• [O que fazer]:
• A. Responda com base no trecho, uma resposta por linha:
(i) Que marca de espectadores o longa-metragem mais polêmico dos últimos anos atingiu?
(ii) Quantas comunidades com Nascimento no título existem em um único site de relacionamento da internet?
(iii) Que ação José Vicente da Silva Filho cita como exemplo?
• B. Contra o que Nascimento luta no parágrafo do trecho que começa com "Apesar de fictício"? Liste todos os alvos.

• [Trecho fornecido]:
┌──

Apesar de fictício, a personalidade do ano fracassou em uma rebelião no presídio de Bangu 1. Deu a volta por cima. Foi promovido. Venceu a guerra contra o tráfico de drogas. Batalhou contra as milícias. Combateu os problemas éticos da Polícia Militar carioca e foi à luta contra o sistema. Na continuação do longa-metragem mais polêmico dos últimos anos, que atingiu a marca de 11 milhões de espectadores, Nascimento assume um papel menos agressivo, entretanto não menos complexo. Os dramas pessoais, as angústias e as crises existenciais persistem.

Emotivo e irônico, os brasileiros transformaram-no em um he­­rói. Suscetível a críticas e elogios, o fenômeno Nascimento é tão grande que, apenas em um site de relacionamento da internet, é possível encontrar mais de 100 comunidades com Nascimento no título.

O ex-secretário nacional de Segurança Pública José Vicente da Silva Filho questiona o mito criado em torno de Nascimento. "O capitão Nascimento é criação midiática. Nascimento representa uma ética que a população brasileira estimula e aplaude. A ética de que matar pode, mas roubar não. A população acha que bandido bom é bandido morto", afirma. Segun­­do o ex-secretário, as autoridades devem resistir ao pensamento de Nascimento. Para exemplificar, ele cita a invasão do Complexo do Alemão. "Segurança pública é algo muito mais sério e complexo do que ir lá e invadir", diz.

O personagem do capitão Nascimento, no primeiro filme, desperta uma reação mais acalorada do público. Na figura do justiceiro insensível e honesto, ele vai ao encontro dos anseios dos espectadores. O principal deles, a solução do problema da violência urbana através do aumento da repressão, mesmo na base de tortura ou morte. Para os policiais e para a sociedade, tudo é perdoado em troca da confiabilidade ética.

No segundo filme, já então coronel e subsecretário, Nasci­men­­to vê em um convite a oportunidade de enfrentar o tráfico. Mas, na medida que o tempo passa, ele percebe que o inimigo é muito maior e complexo do que imaginava. Além dos problemas éticos que ele enfrenta na corporação, Nasci­­mento luta para reconquistar a atenção do filho, que está magoado pelas atitudes do pai.

└──

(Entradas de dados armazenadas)
┌──

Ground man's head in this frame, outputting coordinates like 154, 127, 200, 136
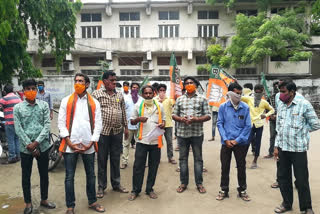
228, 82, 242, 95
183, 76, 199, 94
22, 79, 37, 101
279, 80, 297, 103
3, 84, 13, 94
141, 85, 155, 100
102, 71, 117, 91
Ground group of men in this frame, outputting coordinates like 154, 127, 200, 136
0, 72, 320, 214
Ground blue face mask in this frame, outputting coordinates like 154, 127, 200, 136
38, 85, 44, 91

└──

• [Respostas escritas]:
• A.
(i) 11 milhões de espectadores.
(ii) Mais de 100 comunidades.
(iii) A invasão do Complexo do Alemão.

• B.
- O tráfico de drogas
- As milícias
- Os problemas éticos da Polícia Militar carioca
- O sistema